» EXERCISE BRIEF
Every line with "building" in it should be copied from the data.
------ DATA FOR THE TASK ------
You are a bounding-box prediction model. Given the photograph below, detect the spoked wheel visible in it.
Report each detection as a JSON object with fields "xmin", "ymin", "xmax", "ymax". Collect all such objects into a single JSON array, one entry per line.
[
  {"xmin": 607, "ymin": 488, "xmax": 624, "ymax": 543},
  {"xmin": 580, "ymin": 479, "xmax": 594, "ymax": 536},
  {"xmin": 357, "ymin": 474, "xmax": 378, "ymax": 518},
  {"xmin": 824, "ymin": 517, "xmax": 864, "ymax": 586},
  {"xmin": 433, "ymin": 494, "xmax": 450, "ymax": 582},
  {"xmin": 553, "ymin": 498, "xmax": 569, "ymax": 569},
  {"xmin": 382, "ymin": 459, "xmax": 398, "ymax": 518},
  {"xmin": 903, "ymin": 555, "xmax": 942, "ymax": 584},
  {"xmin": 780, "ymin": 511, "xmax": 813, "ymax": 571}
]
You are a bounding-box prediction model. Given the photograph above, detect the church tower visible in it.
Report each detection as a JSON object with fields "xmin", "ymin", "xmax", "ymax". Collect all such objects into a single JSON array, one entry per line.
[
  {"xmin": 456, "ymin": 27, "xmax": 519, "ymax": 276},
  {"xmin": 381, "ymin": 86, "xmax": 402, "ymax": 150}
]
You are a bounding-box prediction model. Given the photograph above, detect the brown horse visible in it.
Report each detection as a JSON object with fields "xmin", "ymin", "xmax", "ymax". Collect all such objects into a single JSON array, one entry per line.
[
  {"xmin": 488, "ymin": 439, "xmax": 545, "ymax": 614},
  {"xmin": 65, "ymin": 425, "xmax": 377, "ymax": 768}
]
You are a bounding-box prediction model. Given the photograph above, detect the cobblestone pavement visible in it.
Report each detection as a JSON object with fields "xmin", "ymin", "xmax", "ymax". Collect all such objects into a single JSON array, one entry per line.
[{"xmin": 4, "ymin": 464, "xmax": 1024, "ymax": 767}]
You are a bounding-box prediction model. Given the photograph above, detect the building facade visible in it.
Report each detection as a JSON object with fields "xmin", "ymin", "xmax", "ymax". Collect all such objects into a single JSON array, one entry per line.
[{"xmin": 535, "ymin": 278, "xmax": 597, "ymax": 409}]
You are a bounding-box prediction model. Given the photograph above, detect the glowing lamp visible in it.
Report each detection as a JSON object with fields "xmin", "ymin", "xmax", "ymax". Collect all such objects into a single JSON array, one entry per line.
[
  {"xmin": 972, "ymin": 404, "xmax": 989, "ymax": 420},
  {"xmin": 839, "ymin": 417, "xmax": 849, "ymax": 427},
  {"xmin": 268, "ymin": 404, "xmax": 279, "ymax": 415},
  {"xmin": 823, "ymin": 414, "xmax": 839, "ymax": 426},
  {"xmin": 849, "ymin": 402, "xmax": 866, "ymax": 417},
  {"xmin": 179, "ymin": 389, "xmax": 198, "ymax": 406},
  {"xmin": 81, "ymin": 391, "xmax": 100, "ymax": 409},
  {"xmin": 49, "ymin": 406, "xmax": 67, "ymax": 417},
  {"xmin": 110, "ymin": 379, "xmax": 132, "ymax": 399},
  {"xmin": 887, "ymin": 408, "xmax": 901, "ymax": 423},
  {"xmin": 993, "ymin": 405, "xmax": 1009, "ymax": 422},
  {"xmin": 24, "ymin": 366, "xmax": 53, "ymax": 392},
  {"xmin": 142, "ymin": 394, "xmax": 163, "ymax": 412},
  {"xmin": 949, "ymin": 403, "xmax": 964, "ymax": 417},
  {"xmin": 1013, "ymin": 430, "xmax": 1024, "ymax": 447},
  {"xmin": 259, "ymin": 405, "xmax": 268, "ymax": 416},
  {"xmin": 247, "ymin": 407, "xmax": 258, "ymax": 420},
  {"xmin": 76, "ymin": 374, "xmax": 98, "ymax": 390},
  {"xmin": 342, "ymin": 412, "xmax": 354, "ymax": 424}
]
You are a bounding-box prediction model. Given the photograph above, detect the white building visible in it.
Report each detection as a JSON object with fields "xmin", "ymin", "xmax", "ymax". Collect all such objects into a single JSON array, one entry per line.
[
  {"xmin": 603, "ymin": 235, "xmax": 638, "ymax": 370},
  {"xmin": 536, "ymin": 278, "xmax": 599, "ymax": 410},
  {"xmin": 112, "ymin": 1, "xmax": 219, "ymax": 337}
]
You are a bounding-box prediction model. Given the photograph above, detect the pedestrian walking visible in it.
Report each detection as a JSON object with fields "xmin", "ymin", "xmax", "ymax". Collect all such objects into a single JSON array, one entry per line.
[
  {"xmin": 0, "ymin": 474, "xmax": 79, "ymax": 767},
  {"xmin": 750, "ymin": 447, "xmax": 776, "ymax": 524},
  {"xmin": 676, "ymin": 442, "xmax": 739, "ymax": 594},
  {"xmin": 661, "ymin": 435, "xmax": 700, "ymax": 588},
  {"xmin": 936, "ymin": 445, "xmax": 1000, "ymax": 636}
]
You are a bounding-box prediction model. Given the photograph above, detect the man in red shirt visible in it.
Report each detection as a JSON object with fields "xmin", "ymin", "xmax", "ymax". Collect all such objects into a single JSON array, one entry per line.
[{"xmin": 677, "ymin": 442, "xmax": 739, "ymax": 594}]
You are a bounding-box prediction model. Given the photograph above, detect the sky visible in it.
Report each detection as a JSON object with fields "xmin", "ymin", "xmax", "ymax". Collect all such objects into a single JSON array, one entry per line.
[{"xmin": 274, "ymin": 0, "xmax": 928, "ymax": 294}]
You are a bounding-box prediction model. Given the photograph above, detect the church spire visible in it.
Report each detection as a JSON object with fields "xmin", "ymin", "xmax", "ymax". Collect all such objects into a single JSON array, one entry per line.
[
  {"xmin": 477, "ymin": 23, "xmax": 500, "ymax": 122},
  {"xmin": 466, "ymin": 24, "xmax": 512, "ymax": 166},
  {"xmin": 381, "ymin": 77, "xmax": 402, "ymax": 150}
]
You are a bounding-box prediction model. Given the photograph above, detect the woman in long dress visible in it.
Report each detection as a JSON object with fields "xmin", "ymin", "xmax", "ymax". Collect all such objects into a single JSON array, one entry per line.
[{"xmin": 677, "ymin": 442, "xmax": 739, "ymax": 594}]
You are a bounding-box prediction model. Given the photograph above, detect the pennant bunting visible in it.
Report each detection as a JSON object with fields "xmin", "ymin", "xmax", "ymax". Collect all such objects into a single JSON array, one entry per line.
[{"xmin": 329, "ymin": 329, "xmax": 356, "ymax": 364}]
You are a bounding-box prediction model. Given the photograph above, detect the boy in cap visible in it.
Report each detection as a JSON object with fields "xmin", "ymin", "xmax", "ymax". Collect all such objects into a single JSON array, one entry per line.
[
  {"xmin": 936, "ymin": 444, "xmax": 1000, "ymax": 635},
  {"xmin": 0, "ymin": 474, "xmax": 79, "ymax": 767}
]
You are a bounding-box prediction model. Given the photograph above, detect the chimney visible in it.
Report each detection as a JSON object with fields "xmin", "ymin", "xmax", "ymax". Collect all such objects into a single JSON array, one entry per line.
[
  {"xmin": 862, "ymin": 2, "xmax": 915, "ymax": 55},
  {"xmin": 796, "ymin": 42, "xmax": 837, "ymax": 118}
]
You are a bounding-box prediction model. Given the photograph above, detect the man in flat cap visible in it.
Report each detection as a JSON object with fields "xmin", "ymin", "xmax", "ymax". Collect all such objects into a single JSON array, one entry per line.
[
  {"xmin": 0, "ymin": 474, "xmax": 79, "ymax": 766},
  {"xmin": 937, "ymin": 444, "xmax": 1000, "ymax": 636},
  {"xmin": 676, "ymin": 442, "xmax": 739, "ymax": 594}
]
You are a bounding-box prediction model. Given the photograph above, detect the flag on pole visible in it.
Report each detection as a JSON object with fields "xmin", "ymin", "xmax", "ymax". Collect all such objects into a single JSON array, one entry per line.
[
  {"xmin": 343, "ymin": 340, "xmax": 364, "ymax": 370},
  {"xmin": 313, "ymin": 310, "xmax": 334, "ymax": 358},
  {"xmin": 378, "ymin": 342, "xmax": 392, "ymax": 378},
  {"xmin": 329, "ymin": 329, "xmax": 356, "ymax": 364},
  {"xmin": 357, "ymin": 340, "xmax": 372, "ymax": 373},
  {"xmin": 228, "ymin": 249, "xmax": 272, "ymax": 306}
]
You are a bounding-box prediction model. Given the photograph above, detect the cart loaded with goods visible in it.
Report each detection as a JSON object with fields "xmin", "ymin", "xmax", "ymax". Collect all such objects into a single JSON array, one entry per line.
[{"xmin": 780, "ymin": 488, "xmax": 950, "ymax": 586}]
------
» ANSWER AREA
You are a bounding-box prediction model. Given the photograph above, detect the building facade visible in it.
You are a bounding-box prediction model. Given the photograph above, detect the white building visible in it.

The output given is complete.